> [Quoted passage]:
-------

Obesity encourages the migration of prostate cancer cells away from the prostate gland, facilitating extraprostatic extension and increasing local dissemination, according to new research published in Nature Communications.

Mature adipocytes are now known to be endocrine cells, secreting hormones, growth factors, chemokines, proinflammatory molecules, and molecules known as 'adipokines'. Obesity leads to excess visceral adiposity, changes in the cellular composition of adipose tissue, and perturbs the normal balance of adipose tissue secretory proteins. Obesity is also associated with an increased risk of aggressive prostate cancer and a correlation exists between the abundance of periprostatic adipose tissue (PPAT) and tumour aggressiveness.

Laurent and colleagues investigated the role of mature adipocytes in prostate cancer local dissemination in vitro and in vivo. The team analysed the effect of conditioned media from the murine adipocyte cell line 3T3-F442A on four prostate cancer cell lines — LNCaP, C4-2B, DU145, and PC3 — and observed significant promotion of directed migration in all cell lines. Antagonizing various receptors revealed that inhibiting CCR3 had the strongest inhibitory effect on cell migration, an effect that was confirmed using blocking monoclonal antibodies, suggesting that CCR3 has an important regulatory role in prostate cancer cell migration.

Proteomic analysis of the conditioned media to detect CCR3 ligands revealed six secreted chemokines, of which only CCL7 was a known ligand for CCR3. CCL7 was also discovered in conditioned media from mouse visceral adipose tissue and human PPAT. Recombinant CCL7 and conditioned media from human or mouse tissue caused chemotaxis of prostate cancer cells, which was inhibited by a CCL7 neutralizing antibody. Prostate cancer cells were found not to secrete CCL7. Punch biopsy samples of human prostatectomy specimens taken from the PPAT, prostate capsule, and prostate revealed a strong CCL7 expression gradient suggesting that CCL7 is secreted by PPAT and passively diffuses into the prostate, and might promote migration of invasive tumour cells that express the CCR3 receptor.

Credit: NPG

Visceral adipose tissue (VAT) of obese individuals and mice showed overexpression of CCL7 and migration of PC3 cells was significantly higher towards conditioned media from VAT and isolated adipocyte secretions from obese mice than lean mice; this effect was totally abrogated by treatment with inhibitors or blocking antibodies directed against the CCR3–CCL7 axis. Orthotopic graft tumours expressing CCR3 were significantly larger in mice fed a high-fat diet than those fed a normal diet and depletion of CCR3 abolished the differences tumour in size observed. These data indicate that obesity promotes the directed migration of prostate cancer cells by modulating adipocyte secretions.

...CCL7 is secreted by PPAT and passively diffuses into the prostate, and might promote migration...

Tissue microarray analysis of human prostate tissue showed that CCR3 is expressed in cancer tissue but not normal epithelium. Expression correlated with Gleason score and levels of CCR3 were increased in Gleason 4 + 3 tumours compared with 3 + 4 tumours. CCR3 expression also correlated with local extension, biochemical recurrence, and surgical treatment failure, and significant overexpression was observed in tissue from obese patients.

Corresponding author Catherine Muller told Nature Reviews Urology: “Our main message is that PPAT chemoattracts cells in an obesity-dependent manner, which might be key to obesity's deleterious effects in prostate cancer. Once the tumour invades PPAT, a crosstalk is established with adipocytes, which is upregulated by obesity.” She continues: “CCR3 represents a very interesting target in obese patients, and it is important to determine if CCR3 expression is linked to disease-free and overall survival.”

“Testing the CCR3 inhibitors developed for the treatment of inflammatory diseases in these model systems would be very interesting.”

-------

> [Exercise data]:

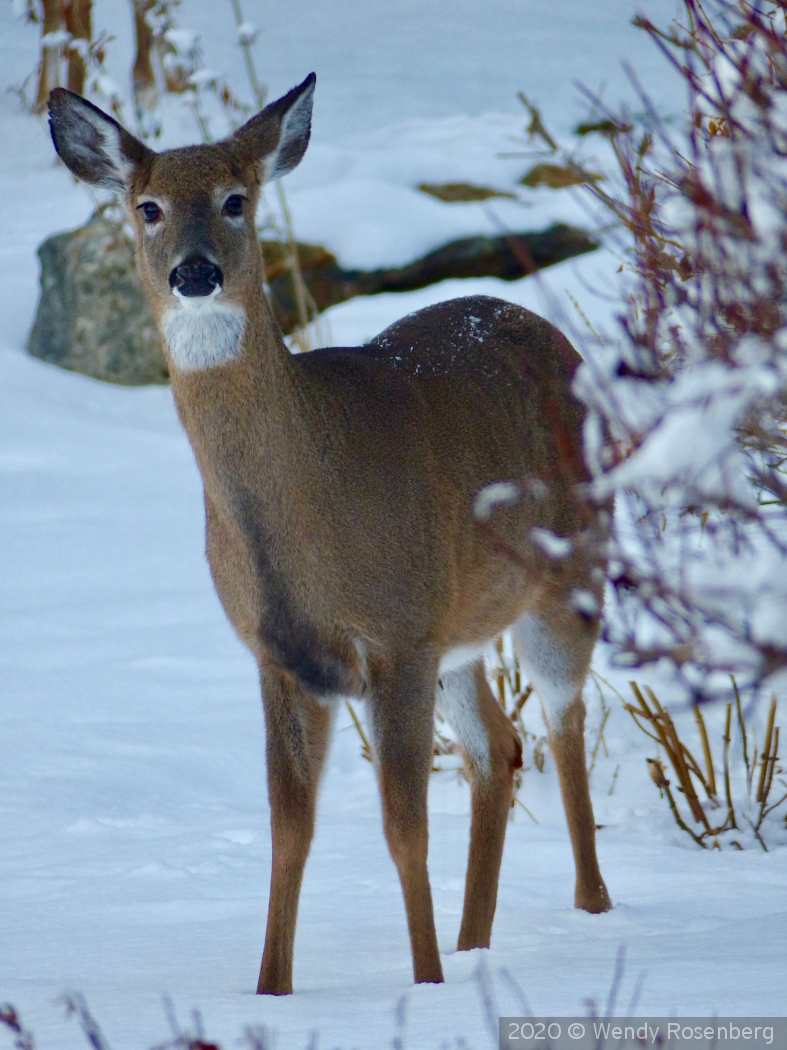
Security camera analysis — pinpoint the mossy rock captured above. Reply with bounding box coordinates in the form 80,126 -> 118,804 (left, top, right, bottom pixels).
519,164 -> 603,190
27,212 -> 169,385
27,212 -> 597,385
419,183 -> 516,204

-------

> [Exercise 1]:
Repeat the part of the obesity and prostate cancer article starting with "Laurent and colleagues" and going on through "cancer cell migration.", word for word.
> [Exercise 2]:
In the obesity and prostate cancer article, what evidence led to the suggestion that CCL7 is secreted by periprostatic adipose tissue and passively diffuses into the prostate?
Rely only on the obesity and prostate cancer article when working through the records.

> [Exercise output 1]:
Laurent and colleagues investigated the role of mature adipocytes in prostate cancer local dissemination in vitro and in vivo. The team analysed the effect of conditioned media from the murine adipocyte cell line 3T3-F442A on four prostate cancer cell lines — LNCaP, C4-2B, DU145, and PC3 — and observed significant promotion of directed migration in all cell lines. Antagonizing various receptors revealed that inhibiting CCR3 had the strongest inhibitory effect on cell migration, an effect that was confirmed using blocking monoclonal antibodies, suggesting that CCR3 has an important regulatory role in prostate cancer cell migration.

> [Exercise output 2]:
Punch biopsy samples from human prostatectomy specimens were taken from the periprostatic adipose tissue, the prostate capsule and the prostate. They revealed a strong CCL7 expression gradient, which suggested that CCL7 comes from the periprostatic adipose tissue and diffuses into the prostate.